**What the task asks:** Count how many lines in the rows below contain the string "wall", matching case exactly. Reply with only the number.

**Rows from a dataset:**

..........

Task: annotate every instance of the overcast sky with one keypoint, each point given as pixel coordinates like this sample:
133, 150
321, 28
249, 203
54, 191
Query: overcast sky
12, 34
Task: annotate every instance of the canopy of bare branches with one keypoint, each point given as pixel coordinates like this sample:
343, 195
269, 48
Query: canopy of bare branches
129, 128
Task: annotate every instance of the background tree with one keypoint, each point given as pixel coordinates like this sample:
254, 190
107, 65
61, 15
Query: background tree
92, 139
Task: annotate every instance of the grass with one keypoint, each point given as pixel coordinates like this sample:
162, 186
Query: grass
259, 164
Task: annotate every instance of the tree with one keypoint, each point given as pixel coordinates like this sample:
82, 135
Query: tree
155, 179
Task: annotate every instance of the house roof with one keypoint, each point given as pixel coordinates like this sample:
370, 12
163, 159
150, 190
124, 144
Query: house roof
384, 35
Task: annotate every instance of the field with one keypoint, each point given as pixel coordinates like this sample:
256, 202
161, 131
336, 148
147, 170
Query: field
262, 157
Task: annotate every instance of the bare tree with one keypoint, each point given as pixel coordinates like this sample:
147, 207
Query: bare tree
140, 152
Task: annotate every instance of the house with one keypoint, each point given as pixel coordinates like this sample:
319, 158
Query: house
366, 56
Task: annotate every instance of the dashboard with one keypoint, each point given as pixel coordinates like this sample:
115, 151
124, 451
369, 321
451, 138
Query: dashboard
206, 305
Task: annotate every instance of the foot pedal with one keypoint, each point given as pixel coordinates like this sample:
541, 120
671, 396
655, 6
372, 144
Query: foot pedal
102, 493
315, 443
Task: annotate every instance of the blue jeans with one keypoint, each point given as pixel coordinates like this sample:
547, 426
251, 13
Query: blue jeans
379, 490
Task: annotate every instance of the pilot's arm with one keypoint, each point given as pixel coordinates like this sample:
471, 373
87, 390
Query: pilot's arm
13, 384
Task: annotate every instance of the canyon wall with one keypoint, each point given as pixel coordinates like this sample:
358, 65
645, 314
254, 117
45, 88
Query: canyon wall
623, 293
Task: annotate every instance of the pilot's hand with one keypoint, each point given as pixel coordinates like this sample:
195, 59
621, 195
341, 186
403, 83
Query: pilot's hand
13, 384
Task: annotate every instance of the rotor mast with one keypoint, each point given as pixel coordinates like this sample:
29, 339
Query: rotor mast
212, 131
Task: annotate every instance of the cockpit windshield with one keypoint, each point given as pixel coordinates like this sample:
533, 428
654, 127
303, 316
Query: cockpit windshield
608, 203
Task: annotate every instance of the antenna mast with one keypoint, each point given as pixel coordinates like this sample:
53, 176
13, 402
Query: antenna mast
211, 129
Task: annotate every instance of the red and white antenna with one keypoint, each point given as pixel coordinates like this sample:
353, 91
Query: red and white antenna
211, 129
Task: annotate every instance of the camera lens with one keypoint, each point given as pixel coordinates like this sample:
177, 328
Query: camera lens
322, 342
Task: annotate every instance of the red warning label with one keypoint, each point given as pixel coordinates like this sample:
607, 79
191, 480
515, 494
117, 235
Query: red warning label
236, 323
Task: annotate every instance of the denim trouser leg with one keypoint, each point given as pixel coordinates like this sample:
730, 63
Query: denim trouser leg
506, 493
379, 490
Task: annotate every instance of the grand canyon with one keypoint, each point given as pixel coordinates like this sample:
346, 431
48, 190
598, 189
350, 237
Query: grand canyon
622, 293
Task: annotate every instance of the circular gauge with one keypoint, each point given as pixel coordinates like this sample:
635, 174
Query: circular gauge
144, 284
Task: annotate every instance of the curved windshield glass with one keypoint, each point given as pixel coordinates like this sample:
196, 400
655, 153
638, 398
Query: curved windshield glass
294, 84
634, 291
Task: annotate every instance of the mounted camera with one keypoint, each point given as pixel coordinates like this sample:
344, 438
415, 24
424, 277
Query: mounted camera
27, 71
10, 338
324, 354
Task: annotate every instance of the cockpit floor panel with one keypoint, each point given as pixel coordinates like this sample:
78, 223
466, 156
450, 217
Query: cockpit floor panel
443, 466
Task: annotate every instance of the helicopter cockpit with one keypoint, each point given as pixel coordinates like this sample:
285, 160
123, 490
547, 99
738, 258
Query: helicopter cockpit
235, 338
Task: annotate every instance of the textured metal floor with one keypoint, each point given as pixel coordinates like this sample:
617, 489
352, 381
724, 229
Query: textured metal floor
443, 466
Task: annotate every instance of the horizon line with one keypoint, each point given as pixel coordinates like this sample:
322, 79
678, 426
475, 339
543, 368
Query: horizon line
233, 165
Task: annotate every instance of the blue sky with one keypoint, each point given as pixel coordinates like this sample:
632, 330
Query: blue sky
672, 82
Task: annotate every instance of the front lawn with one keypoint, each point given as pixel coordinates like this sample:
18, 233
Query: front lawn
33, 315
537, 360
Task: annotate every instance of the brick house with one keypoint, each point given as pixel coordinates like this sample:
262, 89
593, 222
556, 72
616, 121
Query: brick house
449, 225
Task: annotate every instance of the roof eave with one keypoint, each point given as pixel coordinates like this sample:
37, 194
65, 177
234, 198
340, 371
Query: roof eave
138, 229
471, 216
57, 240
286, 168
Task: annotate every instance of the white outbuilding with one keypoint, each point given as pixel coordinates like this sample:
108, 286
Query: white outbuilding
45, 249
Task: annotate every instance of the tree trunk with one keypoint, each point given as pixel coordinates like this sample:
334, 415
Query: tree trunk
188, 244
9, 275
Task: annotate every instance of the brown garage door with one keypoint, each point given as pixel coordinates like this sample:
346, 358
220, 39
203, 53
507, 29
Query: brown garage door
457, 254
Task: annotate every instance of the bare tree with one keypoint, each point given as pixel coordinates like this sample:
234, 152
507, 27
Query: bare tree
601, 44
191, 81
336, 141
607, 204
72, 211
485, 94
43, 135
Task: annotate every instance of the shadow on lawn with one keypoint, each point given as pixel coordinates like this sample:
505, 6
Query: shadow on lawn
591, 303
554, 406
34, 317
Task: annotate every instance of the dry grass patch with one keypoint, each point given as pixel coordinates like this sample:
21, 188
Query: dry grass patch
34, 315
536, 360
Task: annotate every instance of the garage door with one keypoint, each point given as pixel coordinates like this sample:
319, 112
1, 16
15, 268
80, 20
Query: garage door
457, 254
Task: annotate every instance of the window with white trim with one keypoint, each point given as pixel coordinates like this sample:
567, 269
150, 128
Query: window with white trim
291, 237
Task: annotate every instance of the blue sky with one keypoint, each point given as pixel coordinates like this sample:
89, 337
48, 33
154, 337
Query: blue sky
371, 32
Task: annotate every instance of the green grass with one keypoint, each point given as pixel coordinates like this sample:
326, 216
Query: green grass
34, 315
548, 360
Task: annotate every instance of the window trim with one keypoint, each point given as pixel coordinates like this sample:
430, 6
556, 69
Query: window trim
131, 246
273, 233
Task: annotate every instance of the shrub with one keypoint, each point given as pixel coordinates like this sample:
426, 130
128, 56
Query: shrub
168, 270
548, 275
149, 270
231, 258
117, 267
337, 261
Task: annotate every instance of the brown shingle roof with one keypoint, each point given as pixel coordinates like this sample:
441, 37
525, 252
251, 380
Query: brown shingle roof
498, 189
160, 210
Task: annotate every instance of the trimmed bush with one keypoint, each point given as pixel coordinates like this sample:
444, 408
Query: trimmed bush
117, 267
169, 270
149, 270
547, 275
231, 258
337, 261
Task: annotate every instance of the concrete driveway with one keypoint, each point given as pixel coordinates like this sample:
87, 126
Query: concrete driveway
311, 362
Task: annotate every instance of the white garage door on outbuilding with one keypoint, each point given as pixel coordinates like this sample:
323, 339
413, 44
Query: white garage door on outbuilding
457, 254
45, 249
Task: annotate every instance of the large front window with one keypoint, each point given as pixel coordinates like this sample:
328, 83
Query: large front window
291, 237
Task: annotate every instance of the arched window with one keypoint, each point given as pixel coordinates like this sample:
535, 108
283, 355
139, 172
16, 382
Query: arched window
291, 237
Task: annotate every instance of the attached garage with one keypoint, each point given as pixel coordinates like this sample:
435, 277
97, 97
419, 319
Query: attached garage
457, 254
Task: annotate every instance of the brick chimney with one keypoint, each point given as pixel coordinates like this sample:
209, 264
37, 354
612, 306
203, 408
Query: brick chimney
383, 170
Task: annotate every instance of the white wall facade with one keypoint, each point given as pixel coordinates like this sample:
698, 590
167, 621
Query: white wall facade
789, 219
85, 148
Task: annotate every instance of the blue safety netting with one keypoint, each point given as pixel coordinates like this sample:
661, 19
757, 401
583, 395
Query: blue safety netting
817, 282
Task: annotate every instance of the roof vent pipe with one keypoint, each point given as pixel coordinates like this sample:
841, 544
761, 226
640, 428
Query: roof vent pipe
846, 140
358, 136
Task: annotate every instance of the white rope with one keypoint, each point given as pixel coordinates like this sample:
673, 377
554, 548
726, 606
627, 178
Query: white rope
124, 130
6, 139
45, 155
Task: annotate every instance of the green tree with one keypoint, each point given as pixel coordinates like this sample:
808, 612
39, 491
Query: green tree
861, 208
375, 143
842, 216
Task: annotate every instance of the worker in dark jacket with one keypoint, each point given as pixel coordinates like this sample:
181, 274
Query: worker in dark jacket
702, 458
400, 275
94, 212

..........

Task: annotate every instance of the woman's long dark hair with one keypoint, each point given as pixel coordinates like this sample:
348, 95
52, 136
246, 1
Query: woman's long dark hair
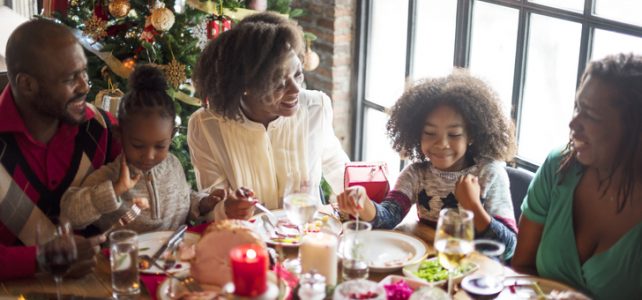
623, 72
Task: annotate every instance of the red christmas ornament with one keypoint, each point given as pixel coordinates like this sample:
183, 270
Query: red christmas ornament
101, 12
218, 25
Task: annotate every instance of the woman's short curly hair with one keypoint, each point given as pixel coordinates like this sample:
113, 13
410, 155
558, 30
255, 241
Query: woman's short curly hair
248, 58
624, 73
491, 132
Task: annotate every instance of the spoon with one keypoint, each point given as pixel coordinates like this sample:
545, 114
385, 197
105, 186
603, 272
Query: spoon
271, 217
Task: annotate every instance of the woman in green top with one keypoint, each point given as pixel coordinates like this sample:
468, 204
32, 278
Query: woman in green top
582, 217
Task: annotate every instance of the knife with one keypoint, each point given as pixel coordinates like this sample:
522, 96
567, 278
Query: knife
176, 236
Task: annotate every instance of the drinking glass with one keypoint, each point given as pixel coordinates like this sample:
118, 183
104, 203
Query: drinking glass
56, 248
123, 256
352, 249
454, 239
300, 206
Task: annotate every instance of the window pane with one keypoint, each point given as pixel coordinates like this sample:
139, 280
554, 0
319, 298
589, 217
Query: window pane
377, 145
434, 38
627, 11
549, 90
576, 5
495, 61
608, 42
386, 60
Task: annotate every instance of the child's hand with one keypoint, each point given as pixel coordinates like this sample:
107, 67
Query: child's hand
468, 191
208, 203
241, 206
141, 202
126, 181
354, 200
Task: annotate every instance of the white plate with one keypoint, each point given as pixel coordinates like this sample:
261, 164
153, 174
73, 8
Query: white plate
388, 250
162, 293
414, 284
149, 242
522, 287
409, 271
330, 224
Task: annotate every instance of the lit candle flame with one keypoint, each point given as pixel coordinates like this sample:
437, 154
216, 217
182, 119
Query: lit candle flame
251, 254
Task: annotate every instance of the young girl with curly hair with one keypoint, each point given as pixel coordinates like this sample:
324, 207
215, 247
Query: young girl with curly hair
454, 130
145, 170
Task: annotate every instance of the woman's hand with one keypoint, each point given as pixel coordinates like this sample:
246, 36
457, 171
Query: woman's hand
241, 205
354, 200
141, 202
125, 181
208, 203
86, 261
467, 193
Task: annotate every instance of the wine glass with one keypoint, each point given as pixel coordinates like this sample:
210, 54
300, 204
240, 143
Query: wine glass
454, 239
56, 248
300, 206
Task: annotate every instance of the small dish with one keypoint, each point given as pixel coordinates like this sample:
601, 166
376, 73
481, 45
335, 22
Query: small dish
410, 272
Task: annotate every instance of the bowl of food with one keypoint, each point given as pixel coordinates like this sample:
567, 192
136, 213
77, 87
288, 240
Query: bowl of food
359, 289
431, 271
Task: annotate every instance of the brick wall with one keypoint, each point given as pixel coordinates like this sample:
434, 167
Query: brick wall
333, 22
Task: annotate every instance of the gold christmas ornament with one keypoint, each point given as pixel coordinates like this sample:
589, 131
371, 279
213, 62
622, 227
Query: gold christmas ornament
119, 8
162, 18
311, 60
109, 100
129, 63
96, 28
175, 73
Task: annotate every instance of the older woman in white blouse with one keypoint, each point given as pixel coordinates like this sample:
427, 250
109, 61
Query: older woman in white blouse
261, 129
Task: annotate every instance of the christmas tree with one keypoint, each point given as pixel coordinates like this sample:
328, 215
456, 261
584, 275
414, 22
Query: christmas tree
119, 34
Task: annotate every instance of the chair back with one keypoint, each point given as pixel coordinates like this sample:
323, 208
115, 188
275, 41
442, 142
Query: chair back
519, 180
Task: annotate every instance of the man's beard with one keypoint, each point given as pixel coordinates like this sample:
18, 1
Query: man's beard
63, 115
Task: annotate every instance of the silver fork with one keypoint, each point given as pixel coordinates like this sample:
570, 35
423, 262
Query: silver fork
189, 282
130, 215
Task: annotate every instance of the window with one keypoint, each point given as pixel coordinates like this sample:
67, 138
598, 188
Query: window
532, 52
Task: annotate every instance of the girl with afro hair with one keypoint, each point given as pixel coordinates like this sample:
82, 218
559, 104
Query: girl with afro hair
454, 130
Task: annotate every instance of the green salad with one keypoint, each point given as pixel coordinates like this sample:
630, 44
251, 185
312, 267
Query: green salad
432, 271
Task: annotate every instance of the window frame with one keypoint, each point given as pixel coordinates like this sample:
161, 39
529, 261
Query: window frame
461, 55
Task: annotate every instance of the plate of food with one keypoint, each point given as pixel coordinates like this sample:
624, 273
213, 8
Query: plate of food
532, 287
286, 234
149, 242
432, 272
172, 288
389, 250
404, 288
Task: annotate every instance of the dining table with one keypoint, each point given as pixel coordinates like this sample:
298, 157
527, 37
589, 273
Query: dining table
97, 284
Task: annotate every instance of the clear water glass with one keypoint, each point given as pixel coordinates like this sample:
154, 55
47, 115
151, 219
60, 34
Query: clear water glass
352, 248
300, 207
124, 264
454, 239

..........

**Problem solution:** 6